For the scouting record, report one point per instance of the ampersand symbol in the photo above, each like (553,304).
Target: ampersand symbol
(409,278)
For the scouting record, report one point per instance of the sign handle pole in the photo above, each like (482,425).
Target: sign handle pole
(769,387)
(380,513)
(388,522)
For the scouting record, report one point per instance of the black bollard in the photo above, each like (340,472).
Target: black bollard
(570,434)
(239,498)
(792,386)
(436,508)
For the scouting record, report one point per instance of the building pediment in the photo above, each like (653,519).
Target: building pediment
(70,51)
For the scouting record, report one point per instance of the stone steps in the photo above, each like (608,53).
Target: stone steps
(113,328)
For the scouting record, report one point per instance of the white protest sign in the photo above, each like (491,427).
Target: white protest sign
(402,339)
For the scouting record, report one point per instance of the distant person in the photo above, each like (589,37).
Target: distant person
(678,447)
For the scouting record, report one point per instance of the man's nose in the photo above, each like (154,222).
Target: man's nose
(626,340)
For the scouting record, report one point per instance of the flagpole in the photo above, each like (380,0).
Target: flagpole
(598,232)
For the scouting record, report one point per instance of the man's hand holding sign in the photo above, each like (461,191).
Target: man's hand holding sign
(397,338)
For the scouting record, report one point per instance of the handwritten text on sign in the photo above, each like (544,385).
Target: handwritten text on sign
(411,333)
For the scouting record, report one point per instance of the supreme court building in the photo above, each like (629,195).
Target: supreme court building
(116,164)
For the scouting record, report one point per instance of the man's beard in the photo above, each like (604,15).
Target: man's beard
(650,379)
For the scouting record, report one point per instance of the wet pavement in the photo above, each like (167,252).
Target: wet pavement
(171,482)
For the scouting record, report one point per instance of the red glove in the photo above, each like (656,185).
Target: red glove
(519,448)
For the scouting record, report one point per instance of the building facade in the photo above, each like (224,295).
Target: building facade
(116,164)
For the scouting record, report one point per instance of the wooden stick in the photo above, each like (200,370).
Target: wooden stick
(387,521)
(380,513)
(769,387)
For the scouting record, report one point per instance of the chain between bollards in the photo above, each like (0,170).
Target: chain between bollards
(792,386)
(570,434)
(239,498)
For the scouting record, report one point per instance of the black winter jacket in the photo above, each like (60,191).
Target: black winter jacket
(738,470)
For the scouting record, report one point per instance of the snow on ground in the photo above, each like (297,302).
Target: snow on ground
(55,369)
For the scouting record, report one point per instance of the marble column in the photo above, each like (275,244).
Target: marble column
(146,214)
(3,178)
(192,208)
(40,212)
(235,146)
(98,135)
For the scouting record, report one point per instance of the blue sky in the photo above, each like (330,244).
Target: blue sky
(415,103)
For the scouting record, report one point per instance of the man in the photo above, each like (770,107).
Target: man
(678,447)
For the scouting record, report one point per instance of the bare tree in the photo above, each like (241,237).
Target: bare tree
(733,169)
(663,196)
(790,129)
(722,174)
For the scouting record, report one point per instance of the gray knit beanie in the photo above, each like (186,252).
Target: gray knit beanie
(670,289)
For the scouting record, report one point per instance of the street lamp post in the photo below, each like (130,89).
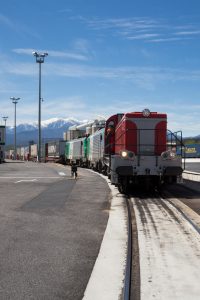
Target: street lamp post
(39,59)
(15,101)
(5,119)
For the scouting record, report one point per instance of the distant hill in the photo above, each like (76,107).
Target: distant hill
(51,129)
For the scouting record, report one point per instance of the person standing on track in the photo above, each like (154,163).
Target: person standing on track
(74,170)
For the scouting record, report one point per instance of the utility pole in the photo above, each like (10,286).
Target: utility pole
(15,101)
(39,59)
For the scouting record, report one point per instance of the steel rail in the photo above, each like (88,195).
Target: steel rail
(197,228)
(127,281)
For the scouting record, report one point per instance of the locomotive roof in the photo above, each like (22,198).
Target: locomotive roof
(141,115)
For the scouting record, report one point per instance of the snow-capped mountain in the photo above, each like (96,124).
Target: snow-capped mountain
(51,129)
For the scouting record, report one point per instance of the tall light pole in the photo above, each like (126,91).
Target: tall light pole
(15,101)
(5,119)
(39,59)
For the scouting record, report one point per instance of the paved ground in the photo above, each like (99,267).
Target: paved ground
(51,228)
(192,166)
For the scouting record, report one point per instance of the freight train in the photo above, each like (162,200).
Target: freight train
(132,148)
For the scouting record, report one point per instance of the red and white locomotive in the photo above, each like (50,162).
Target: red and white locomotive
(137,150)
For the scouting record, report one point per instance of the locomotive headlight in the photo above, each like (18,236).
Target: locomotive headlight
(124,154)
(127,154)
(168,155)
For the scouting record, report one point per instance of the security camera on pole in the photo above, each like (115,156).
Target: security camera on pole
(39,59)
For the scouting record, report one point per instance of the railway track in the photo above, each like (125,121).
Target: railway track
(164,245)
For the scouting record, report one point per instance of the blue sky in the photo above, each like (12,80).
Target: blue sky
(104,57)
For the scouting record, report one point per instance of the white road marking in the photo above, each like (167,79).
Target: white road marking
(26,180)
(61,173)
(106,281)
(36,177)
(169,252)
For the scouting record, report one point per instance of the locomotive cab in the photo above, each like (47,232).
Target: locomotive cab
(141,154)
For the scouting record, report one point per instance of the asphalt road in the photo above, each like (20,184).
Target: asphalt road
(51,228)
(192,166)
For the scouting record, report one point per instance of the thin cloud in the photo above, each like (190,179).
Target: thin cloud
(144,29)
(58,54)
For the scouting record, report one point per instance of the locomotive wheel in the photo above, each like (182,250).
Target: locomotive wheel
(123,186)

☆ ☆ ☆ ☆ ☆

> [Try it]
The result should be the material above, unchanged and free of pictures; please print it.

> [Answer to the exercise]
For the scouting record, report one point per instance of the ampersand symbol in the photo above, each like (553,304).
Target: ampersand symbol
(409,278)
For the scouting record, report one point per instance of the sign handle pole in the photo above, each like (482,425).
Target: sign handle pole
(769,387)
(380,513)
(388,522)
For the scouting record, report one point per instance of the black bollard in the photo above, each like (340,472).
Target: black bollard
(570,434)
(239,498)
(792,386)
(436,508)
For the scouting record, report one point per instance of the building pediment in the photo above, each like (653,519).
Target: building pediment
(70,51)
For the scouting record, report one point per instance of the stone steps in the photo above, each like (608,53).
Target: stone steps
(113,328)
For the scouting record, report one point per instance of the white protest sign in the photo above, each like (491,427).
Target: white protest sign
(402,339)
For the scouting record, report one point per instance of the distant person in the photo above, each like (589,37).
Target: distant person
(678,447)
For the scouting record, report one point per instance of the man's nose in the photo above, each like (154,222).
Target: man's nose
(626,340)
For the scouting record, report one point per instance of the flagpole in the photo above, each like (380,0).
Target: flagpole
(598,232)
For the scouting record, report one point per instance of the man's hand holding sign in the photo above, each like (461,191).
Target: man's hand holding sign
(397,338)
For the scouting record, report one point per instance of the handwritten text on sign in the photo above, each like (544,385).
Target: handwritten text on sign
(411,333)
For the scouting record, report one point per instance of the supreme court building in the photo above, each like (629,195).
Target: supreme court building
(116,164)
For the scouting record, report one point per instance of the man's beard in the photo above, each like (604,15).
Target: man's beard
(650,379)
For the scouting record, report one point per instance of the wet pavement in the photo above, each like (167,252).
Target: wet pavement
(171,482)
For the scouting record, report one point per instance of the red glove in the photo above, each like (656,185).
Target: red glove
(519,448)
For the scouting record, report one point per instance of the building facade in the photo above, each like (224,295).
Target: building facade
(116,164)
For the scouting record, report one point per instance of the wooden stick in the photo above, each like (200,370).
Target: wooden stick
(387,521)
(380,513)
(769,387)
For the scouting record, report one point per instance of the chain between bollards in the photo above, each like (0,170).
Target: chain between bollards
(792,386)
(570,434)
(239,498)
For the scouting record, report one point per instance of the black winter jacket in the photo above, each like (60,191).
Target: black winter jacket
(738,470)
For the scouting record, report one point per instance of the snow on ground in the photo above, each like (297,302).
Target: snow on ground
(55,369)
For the scouting record, report one point per instance of the marble column in the photo above, each like (275,244).
Target: marble column
(146,214)
(3,178)
(192,208)
(40,212)
(235,146)
(98,135)
For the scouting record, report one point per instance of the blue sky in the photo above, each like (330,244).
Target: blue sky
(415,103)
For the scouting record, report one point per instance of the man in the photo above, each like (770,107).
Target: man
(678,447)
For the scouting record, report one point per instance of the bare tree in the photo above, each like (241,237).
Target: bare tree
(733,169)
(663,196)
(790,129)
(722,174)
For the scouting record, report one point per instance of the gray knit beanie in the photo above, each like (186,252).
Target: gray knit beanie
(670,289)
For the scouting record, report one point per instance of the street lamp post in the photo below, each like (130,89).
Target: street lamp post
(39,59)
(15,101)
(5,119)
For the scouting record, report one point per instance of the distant hill in the photo above, each like (76,107).
Target: distant hill
(51,129)
For the scouting record, report one point per instance of the person standing on track in the photo above, each like (154,163).
Target: person standing on track
(74,170)
For the scouting record, report one point per instance of the utility pole in the photo above, each like (10,286).
Target: utility pole
(15,101)
(39,59)
For the scouting record, report one point per instance of the steel rail in the photo above, each like (88,195).
Target: steel rail
(197,228)
(127,281)
For the scouting record, report one point per instance of the locomotive roof in the photo above, each like (22,198).
Target: locomotive roof
(141,115)
For the scouting record, report one point per instance of the snow-capped mountain in the photo above, each like (96,124).
Target: snow-capped mountain
(51,129)
For the scouting record, report one point per instance of the tall light pole in the photo above, each like (126,91).
Target: tall light pole
(15,101)
(5,119)
(39,59)
For the scouting record, report one point per instance of the paved ground in the photo above, each like (99,267).
Target: paved ground
(51,228)
(192,166)
For the scouting record, report one point per instance of the freight train in the photo above, each like (162,200).
Target: freight train
(132,148)
For the scouting record, report one point per instance of the red and white locomotive in the photo above, each like (50,162).
Target: red and white locomotive
(137,150)
For the scouting record, report one point per instance of the locomotive headlight in the photo above, each like (18,236).
Target: locomotive headlight
(124,154)
(127,154)
(168,155)
For the scouting record, report one point per instance of the security camera on pole in the photo above, each like (115,156).
Target: security camera on pole
(39,59)
For the scouting record, report one point per instance of the railway track in the photo above, each like (125,121).
Target: railway track
(164,245)
For the scouting record, report one point per instance of the blue sky in the photo above, each like (12,80).
Target: blue sky
(104,57)
For the scouting record, report one point per instance of the white road marking in the photo above, each like (167,79).
Target: white road marking
(26,180)
(61,173)
(106,281)
(36,177)
(169,252)
For the scouting record, report one point per instance of the locomotive cab in the photo above, each like (47,232).
Target: locomotive cab
(141,154)
For the scouting record, report one point per instance of the asphalt road in the photo above, each like (20,184).
Target: asphalt road
(51,228)
(192,166)
For the scouting record, report one point per instance of the thin cloud in the photo above, each like (190,179).
Target: thin cloud
(144,29)
(58,54)
For the scouting record, report one point per instance of the locomotive wheel in the photo above, each like (182,250).
Target: locomotive wheel
(123,186)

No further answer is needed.